D1: Introduction
My history
My family
I know. I have a lot of kids. My oldest is 21, and my youngest is 4.
My school/professional journey
- 1998: Start my undergraduate at BYU
- 2000: Transfer to the University of Utah
- 2003: Undergraduate in Economics (er Socialist History) from the U.
- 2003-2005: Master’s degree in Statistics from BYU.
- 2005-2012: Statistician: Pacific Northwest National Laboratory (PNNL)
- 2012-2015: Reformed statistician: PNNL
- 2015-Current: Data Science Professor: BYU-I
- 2015-Current: Owner and Data Scientist of Data-Driven Consulting (Medical records and Child Health Analytics, Environmental Sampling, Business Consulting)
My data DNA
- Building energy data (real and simulated)
- Climate model data using Hadoop
- Rat trial data (smoking and cancer)
- Bomb fragmentation
- Lidar from retired World War II ranges
- Lidar from warehouse scans
- Spatial data with the power grid and climate models
- Power Grid data
- HR/Employment data
- Banking data
- University records data
- Newborn and Child Health
- Library records data
- Movement data from SafeGraph
- Electronic Health Records
Questions
- What things do you (not) like in the data science space?
- Why did you stop calling yourself a statistician?
- Why did you leave PNNL?
- What do(n’t) you like about academia?
- What is your favorite music group?
- Why did you choose Kennesaw State for your sabbatical?
- Which data science programming language is your favorite?
- What are some jobs you had before you finished graduate school?
- How do you define ‘big data?’
- What do you think about mathematics education?
- How does Kennesaw compare to Rexburg?
- How is BYU-I related to BYU and The Church of Jesus Christ of Latter-day Saints?
Class introductions
- Your major and plans after you graduate.
- How long you have lived in Georgia.
- Why you picked Kennesaw State for your education.

++++++++++++++++++++

## What you will do
A - Repeat word for word the part of the introduction page that opens with the words containing "- Why did you choose" and closes with "after you graduate.".
B - List the three areas of work given in parentheses for Data-Driven Consulting on the introduction page.
C - Carry the introduction page on from its final item under "Class introductions."

## Provided data
++++++++++++++++++++

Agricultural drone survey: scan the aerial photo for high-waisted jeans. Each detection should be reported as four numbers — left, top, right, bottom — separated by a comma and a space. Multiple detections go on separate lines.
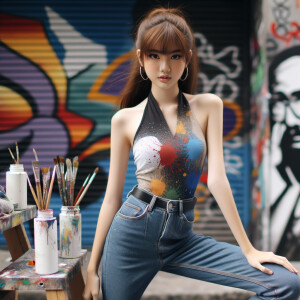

++++++++++++++++++++

## Responses to the tasks
A -
- Why did you choose Kennesaw State for your sabbatical?
- Which data science programming language is your favorite?
- What are some jobs you had before you finished graduate school?
- How do you define ‘big data?’
- What do you think about mathematics education?
- How does Kennesaw compare to Rexburg?
- How is BYU-I related to BYU and The Church of Jesus Christ of Latter-day Saints?
Class introductions
- Your major and plans after you graduate.

B -
- Medical records and Child Health Analytics
- Environmental Sampling
- Business Consulting

C -
Anonymous note
- Why are you taking this class?
- What would you like to remember from this class five years from now?
Data science programming
I see data engineering as ‘big client’ (building pipelines and tools that touch 1000’s) with small daily change (refine systems and deliver quicker results) and data science as a small client (addressing the needs of 10’s in management) with ‘big change’ and new modeling (propose the latest methods and demo the data munging and value).
A data engineer would spend more of their time talking with IT and CS folk. They would interact heavily with the data scientists as well. The data engineer would translate for the data scientist into the IT and CS space, and the data scientist would translate for the data engineer into the business and business need space. A data scientist would spend less of their time talking with IT and CS than a data engineer. Many people will wear the data science and data engineering hat at the same time.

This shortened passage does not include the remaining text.